§ Tarefa proposta A
Traduza para o inglês esta frase do texto sobre a lua e os ventos: "Tão belos os dois trocaram os telefones, e ficaram a se esperar."
§ Tarefa proposta B
Responda com base no texto sobre a lua e os ventos:
(i) De onde foram observados os ventos no fim de semana?
(ii) Com quem a pessoa que narra saiu para tomar um chope?
(iii) A serviço de quem a lua se achava no primeiro encontro com o vento?
§ Tarefa proposta C
Prossiga com o texto sobre a lua e os ventos a partir da última frase apresentada.

§ Trecho do documento
= = =

A lua estava lá, se enchendo de si mesma durante um mês todo. Permitindo-se ser olhada, seduzindo os mortais pequenininhos aqui em baixo com seu jogo de esconde nas nuvens. Ela por alguns momentos sim, podia controlar o céu. A sua luz, a sua beleza e a sua atenção. Mas não os ventos... ah, isso eu discuto mesmo com os metereologistas (ou qualquer um que se diga entendido no assunto!). Na verdade aí é que se dá uma das grandes batalhas do céu.
Pois bem, os ventos. No fim de semana eles se lançaram contra si mesmos. Eu observei tudo, de pertinho. Da minha janela. E a cortina balançava, tentando me esconder da lua, mas sem conseguir me proteger dos ventos. Foi bonito à noite. Vi tudo. Saí para tomar um chop com o Juliano. E assisti o epílogo na cedeirinha do bar... acho que ele nem prestou atenção nisso. Mas eu sou muito ligada em batalhas. Ainda mais essas celestiais, epopéicas.
Acho que o primeiro encontro do vento e da lua deve ter sido bem mágico, apesar de tímido. Nua noite dessas de céu aberto, talvez com uma chuvinha ao final... muito frio...A lua se achando na sua intensidade, a serviço do Sol. E os ventos, escorregadios, furtivos, muito mais discretos, mas nem por isso menos afiados em suas sopradas. De fato, eles devem ter tomado um ou dois drinks, se olhado bastante. Poucas conversas, mas cada um querendo mostrar o melhor de si. Seduzindo-se mutuamente, se escondiam (pobres nuvens...) e se mostravam. Pavoneavam as suas aventuras, mas se escondiam da sua própria fraqueza - o desejo de amar e ser amado... o medo de se entregar e perder a sua majestade...

Tão belos os dois trocaram os telefones, e ficaram a se esperar. Quem viria primeiro? A luz ou o frio? Mal sabiam ambos que nesse jogo de espera o céu tinha outras demandas. Outros desejos, medos, carências e buscas. Coisas a resolver nas quais os dois eram também protagonistas dos episódios. Mas não sabiam da presença simultânea de um e de outro.

= = =

§ Linhas de dados
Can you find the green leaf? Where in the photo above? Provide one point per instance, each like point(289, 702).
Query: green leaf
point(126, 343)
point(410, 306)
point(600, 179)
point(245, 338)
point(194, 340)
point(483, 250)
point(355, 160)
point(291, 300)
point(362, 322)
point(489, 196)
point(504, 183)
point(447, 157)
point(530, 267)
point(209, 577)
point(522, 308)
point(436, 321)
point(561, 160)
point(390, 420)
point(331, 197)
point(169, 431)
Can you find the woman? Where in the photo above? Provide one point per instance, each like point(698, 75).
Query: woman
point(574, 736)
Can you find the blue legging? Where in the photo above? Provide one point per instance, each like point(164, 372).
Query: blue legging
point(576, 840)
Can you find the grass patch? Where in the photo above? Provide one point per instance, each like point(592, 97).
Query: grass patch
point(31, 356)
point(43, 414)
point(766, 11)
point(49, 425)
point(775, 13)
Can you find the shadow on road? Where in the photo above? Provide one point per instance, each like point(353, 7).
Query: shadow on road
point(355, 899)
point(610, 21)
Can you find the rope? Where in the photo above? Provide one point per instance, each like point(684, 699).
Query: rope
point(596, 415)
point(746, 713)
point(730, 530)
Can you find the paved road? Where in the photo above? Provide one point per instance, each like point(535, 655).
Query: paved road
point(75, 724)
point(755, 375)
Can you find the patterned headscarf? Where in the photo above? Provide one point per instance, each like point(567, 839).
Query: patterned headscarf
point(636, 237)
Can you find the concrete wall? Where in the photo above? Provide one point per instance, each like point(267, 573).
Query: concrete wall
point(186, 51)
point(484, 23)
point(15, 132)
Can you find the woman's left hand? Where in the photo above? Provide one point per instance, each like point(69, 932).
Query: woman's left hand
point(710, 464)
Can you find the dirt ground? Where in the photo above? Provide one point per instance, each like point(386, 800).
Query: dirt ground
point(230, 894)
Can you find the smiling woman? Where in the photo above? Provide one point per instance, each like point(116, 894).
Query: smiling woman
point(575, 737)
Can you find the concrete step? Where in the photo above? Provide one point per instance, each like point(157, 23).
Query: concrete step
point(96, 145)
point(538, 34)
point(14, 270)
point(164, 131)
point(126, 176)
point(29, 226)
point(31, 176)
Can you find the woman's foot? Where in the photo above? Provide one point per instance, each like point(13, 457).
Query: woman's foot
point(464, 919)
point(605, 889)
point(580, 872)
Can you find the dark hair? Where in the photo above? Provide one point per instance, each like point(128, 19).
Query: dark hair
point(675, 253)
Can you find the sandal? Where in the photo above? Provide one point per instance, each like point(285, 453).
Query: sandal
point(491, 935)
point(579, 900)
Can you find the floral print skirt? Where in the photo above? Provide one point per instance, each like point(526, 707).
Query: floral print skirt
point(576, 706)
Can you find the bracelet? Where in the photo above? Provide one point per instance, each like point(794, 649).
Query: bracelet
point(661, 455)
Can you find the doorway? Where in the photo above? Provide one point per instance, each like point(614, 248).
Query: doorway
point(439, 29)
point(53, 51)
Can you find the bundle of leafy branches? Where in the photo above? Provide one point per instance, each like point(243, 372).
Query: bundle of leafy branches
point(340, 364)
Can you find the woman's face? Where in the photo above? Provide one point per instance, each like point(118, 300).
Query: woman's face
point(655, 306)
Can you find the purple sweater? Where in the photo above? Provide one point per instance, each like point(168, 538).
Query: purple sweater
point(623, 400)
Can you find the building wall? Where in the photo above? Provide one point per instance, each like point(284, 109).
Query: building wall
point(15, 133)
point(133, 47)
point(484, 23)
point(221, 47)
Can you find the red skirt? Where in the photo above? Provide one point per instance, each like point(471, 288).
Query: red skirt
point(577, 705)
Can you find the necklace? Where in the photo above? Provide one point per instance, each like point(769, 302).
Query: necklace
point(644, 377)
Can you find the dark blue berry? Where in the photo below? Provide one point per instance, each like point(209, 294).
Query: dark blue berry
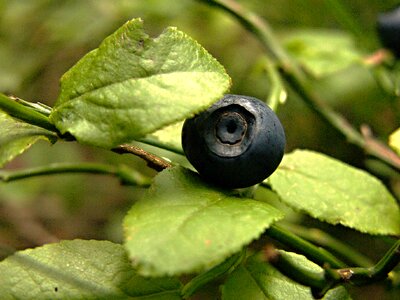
point(236, 143)
point(389, 30)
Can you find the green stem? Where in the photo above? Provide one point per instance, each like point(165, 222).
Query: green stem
point(380, 271)
point(199, 281)
point(25, 113)
point(297, 272)
point(321, 238)
point(302, 84)
point(332, 277)
point(277, 94)
point(125, 174)
point(348, 21)
point(312, 252)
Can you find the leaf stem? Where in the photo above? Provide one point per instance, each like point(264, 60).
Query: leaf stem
point(124, 173)
point(312, 252)
point(325, 240)
point(25, 113)
point(302, 84)
point(152, 160)
point(348, 21)
point(362, 276)
point(200, 280)
point(296, 272)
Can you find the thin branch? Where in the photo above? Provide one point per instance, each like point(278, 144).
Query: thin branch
point(152, 160)
point(25, 113)
point(124, 173)
point(321, 283)
point(380, 271)
point(325, 240)
point(202, 279)
point(312, 252)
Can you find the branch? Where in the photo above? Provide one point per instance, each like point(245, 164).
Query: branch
point(321, 283)
point(323, 239)
point(301, 83)
point(152, 160)
point(25, 113)
point(124, 173)
point(380, 271)
point(202, 279)
point(312, 252)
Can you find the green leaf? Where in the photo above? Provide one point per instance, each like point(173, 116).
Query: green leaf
point(79, 270)
point(17, 136)
point(394, 140)
point(167, 138)
point(183, 225)
point(335, 192)
point(259, 280)
point(133, 85)
point(322, 52)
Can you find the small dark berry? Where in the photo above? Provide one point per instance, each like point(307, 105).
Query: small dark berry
point(237, 142)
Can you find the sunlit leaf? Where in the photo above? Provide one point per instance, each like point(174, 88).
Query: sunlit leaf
point(183, 225)
point(133, 85)
point(17, 136)
point(79, 270)
point(335, 192)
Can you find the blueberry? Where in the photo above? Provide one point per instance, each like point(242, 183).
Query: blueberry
point(389, 30)
point(236, 143)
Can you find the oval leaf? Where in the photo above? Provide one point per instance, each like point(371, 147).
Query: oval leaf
point(133, 85)
point(335, 192)
point(79, 270)
point(17, 136)
point(183, 225)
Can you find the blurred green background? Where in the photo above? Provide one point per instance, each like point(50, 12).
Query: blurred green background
point(42, 39)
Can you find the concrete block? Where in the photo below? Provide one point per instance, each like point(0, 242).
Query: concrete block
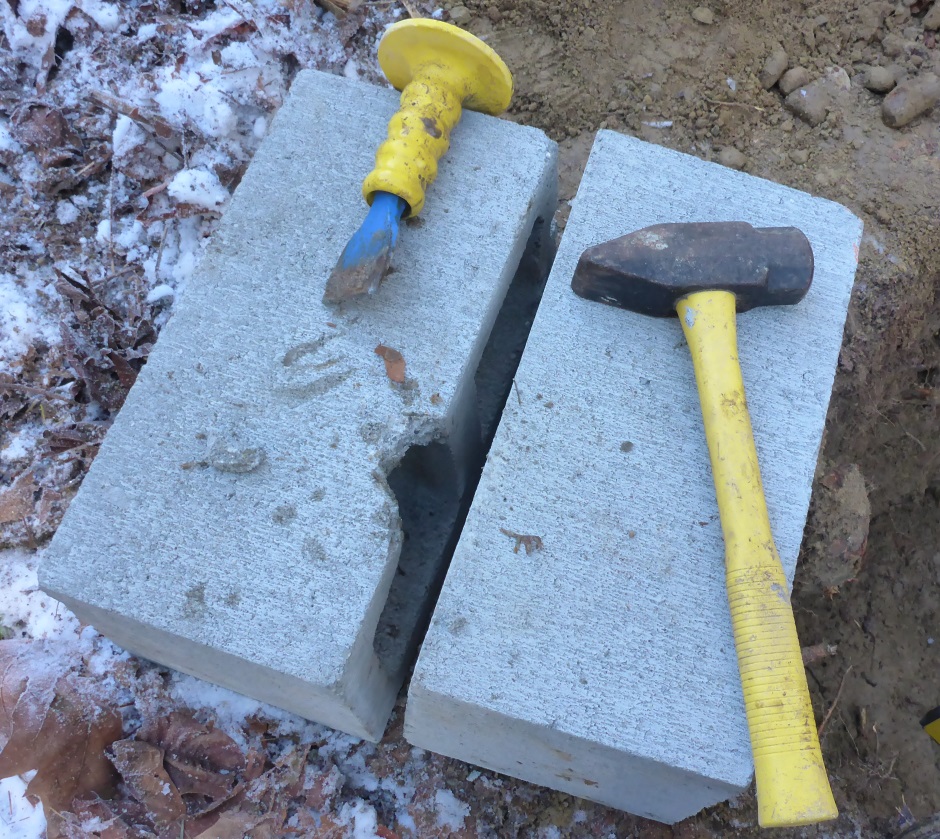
point(602, 662)
point(239, 523)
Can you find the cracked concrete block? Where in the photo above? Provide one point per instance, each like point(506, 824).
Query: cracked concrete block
point(582, 639)
point(238, 523)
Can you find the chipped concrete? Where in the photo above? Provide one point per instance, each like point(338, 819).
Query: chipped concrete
point(238, 523)
point(582, 639)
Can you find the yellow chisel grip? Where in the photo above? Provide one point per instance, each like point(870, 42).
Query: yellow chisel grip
point(418, 135)
point(792, 784)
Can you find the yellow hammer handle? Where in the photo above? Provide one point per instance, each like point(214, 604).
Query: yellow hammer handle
point(792, 785)
point(418, 135)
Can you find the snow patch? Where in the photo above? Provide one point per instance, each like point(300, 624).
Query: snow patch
point(22, 320)
point(198, 188)
point(19, 819)
point(24, 607)
point(66, 212)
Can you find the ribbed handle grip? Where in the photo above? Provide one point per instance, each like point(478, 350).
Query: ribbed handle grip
point(792, 784)
point(418, 135)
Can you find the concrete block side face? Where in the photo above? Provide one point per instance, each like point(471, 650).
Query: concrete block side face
point(240, 500)
point(616, 630)
point(552, 758)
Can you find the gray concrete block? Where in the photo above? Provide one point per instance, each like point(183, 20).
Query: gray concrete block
point(238, 523)
point(603, 664)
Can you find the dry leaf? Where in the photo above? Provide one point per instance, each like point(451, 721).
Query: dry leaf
point(324, 788)
point(53, 722)
point(45, 131)
point(141, 767)
point(16, 500)
point(394, 363)
point(239, 824)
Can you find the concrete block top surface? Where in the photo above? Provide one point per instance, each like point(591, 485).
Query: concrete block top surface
point(615, 629)
point(240, 499)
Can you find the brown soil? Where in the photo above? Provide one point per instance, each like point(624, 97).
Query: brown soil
point(869, 577)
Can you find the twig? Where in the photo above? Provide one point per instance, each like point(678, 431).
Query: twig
point(818, 652)
point(733, 104)
point(822, 725)
point(156, 126)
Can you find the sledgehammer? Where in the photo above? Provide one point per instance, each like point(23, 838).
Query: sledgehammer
point(705, 272)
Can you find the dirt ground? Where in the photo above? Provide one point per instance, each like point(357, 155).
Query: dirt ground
point(869, 577)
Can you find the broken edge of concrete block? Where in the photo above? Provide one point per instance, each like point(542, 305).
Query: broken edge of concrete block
point(582, 639)
point(238, 523)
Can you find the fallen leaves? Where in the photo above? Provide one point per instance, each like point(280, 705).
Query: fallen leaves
point(53, 722)
point(46, 132)
point(105, 348)
point(394, 363)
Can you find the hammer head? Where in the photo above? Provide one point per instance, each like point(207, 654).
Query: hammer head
point(650, 270)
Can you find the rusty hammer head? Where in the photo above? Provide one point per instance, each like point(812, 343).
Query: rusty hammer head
point(650, 270)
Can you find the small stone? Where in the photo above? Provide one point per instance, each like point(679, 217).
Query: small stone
point(879, 79)
point(932, 18)
point(838, 79)
point(811, 103)
point(774, 67)
point(460, 15)
point(732, 158)
point(909, 100)
point(792, 79)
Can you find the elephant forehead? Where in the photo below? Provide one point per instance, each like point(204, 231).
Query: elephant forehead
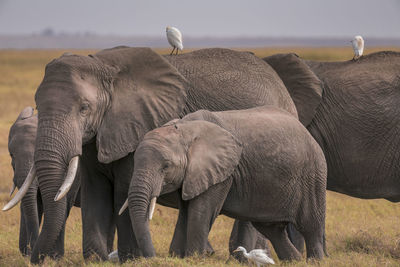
point(166, 135)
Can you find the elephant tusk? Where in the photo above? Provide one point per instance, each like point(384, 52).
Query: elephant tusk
point(69, 178)
point(12, 189)
point(113, 256)
point(152, 207)
point(22, 191)
point(123, 208)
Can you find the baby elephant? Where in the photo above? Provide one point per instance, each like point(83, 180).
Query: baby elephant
point(259, 165)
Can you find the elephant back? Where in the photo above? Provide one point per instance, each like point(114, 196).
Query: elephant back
point(223, 79)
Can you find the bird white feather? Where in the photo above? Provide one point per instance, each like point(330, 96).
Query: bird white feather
point(174, 37)
point(259, 256)
point(358, 46)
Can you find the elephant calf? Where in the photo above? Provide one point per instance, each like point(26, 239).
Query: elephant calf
point(21, 145)
point(259, 165)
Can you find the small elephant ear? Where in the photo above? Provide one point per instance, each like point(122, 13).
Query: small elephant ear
point(212, 156)
point(147, 92)
point(26, 113)
point(303, 85)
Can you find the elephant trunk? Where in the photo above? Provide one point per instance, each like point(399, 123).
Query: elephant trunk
point(140, 194)
point(29, 220)
point(53, 151)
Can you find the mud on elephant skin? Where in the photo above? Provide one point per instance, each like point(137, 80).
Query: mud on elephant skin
point(259, 165)
point(355, 121)
point(349, 100)
point(21, 146)
point(109, 100)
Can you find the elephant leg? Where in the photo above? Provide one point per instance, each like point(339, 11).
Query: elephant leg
point(277, 234)
point(128, 248)
point(295, 237)
point(201, 214)
point(315, 242)
point(23, 236)
point(97, 214)
point(243, 234)
point(59, 245)
point(178, 243)
point(110, 239)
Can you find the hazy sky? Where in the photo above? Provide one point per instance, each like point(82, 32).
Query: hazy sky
point(278, 18)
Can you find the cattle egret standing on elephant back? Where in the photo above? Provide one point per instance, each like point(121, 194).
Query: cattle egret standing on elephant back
point(174, 37)
point(358, 46)
point(259, 256)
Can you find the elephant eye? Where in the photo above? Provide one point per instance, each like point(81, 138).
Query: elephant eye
point(165, 166)
point(84, 108)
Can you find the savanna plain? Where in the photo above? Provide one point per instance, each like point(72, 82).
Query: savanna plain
point(359, 232)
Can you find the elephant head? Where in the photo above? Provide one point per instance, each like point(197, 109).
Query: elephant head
point(21, 145)
point(113, 97)
point(191, 155)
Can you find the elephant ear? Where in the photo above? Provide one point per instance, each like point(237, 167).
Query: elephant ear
point(303, 85)
point(25, 113)
point(147, 92)
point(212, 156)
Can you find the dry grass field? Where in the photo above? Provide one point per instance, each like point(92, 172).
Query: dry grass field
point(359, 232)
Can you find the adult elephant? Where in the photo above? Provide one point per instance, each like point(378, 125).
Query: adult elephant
point(103, 104)
point(356, 121)
point(21, 146)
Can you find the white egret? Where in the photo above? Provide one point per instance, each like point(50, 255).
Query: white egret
point(358, 46)
point(113, 256)
point(174, 37)
point(259, 256)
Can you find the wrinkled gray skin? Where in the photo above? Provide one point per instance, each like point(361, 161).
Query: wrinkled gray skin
point(355, 118)
point(259, 165)
point(100, 106)
point(21, 145)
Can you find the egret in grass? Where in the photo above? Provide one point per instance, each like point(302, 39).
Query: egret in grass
point(259, 256)
point(174, 37)
point(358, 46)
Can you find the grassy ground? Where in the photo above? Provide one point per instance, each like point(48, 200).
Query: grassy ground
point(359, 232)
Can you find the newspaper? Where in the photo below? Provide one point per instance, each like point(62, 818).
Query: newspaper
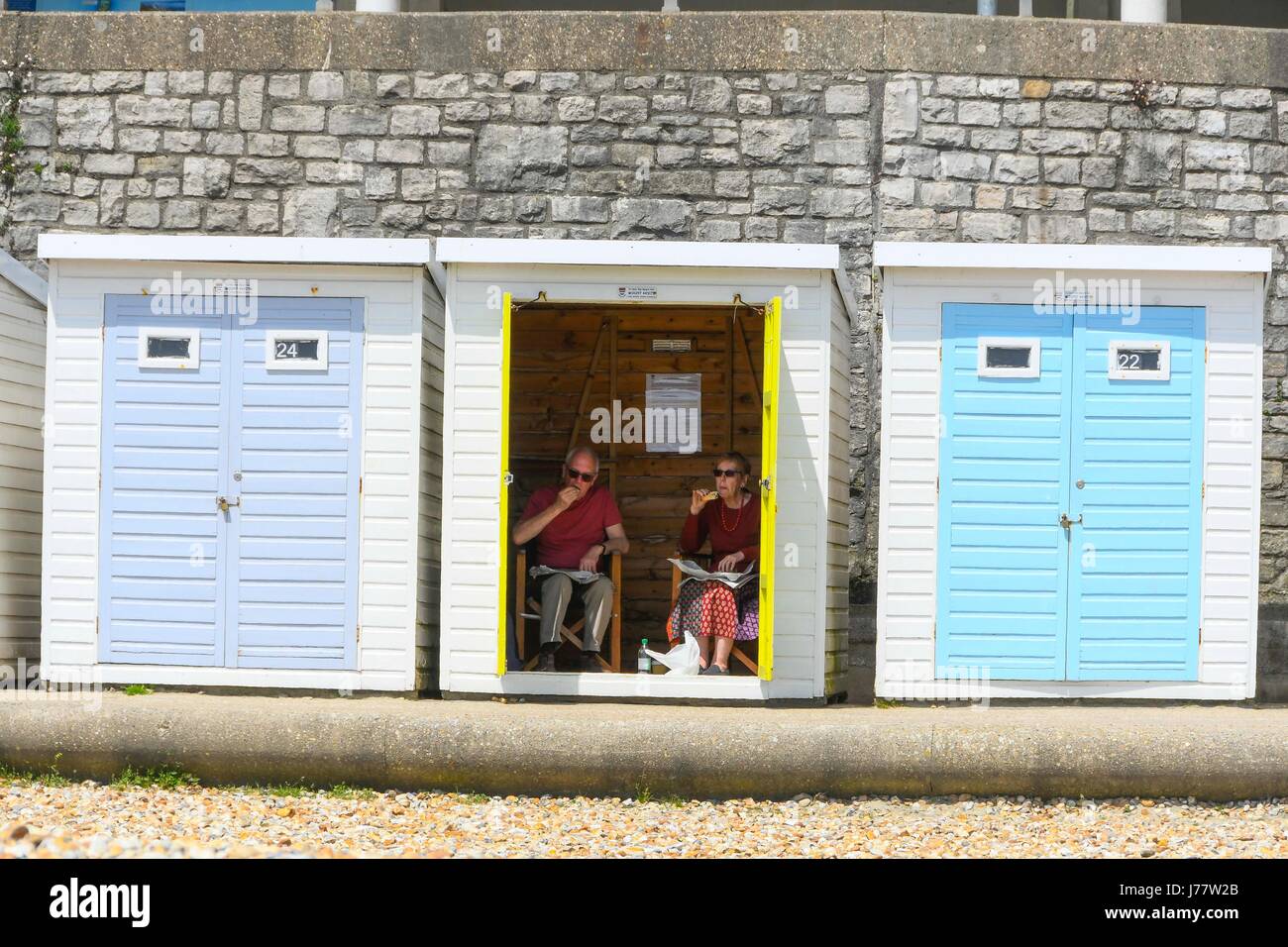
point(581, 577)
point(734, 579)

= = =

§ Resposta do exercício A
So beautiful, the two exchanged phone numbers and waited for each other.

§ Resposta do exercício B
(i) Da janela de quem narra.
(ii) Com o Juliano.
(iii) A serviço do Sol.

§ Resposta do exercício C
Passaram tempos, e alternavam suas intensidades buscando a si mesmos, a outros, no escuro da noite, quando podiam agir mais à vontade. A lua sempre mudou muito intensamente e o vento, ora... coitado. Sassaricava por aí, buscando a luz cheia, plena. Mas ela não queria ficar assim o tempo todo. Embora ele estivesse confundidamente apaixonado (duvido que isso ocorrera com ele antes... sempre foi instável e volúvel) e um tanto quanto perdido, sem rumo certo, soprando e esfregando curvas de montanhas diferentes, ela permanecia lá... esperando ele se decidir. Ser mais direto. Mais certeiro.

E ele? Ah... claro. Ele esperava por ela. Cheia, iluminada. Mas ela não podia. Havia outros lados escuros a cuidar. Aqueles que a gente demora a enxergar na lua... os pequenos buraquinhos escuros que ela se esforça em ofuscar com o seu brilho radiante. Mas ele sabia, de algum modo, disso tudo...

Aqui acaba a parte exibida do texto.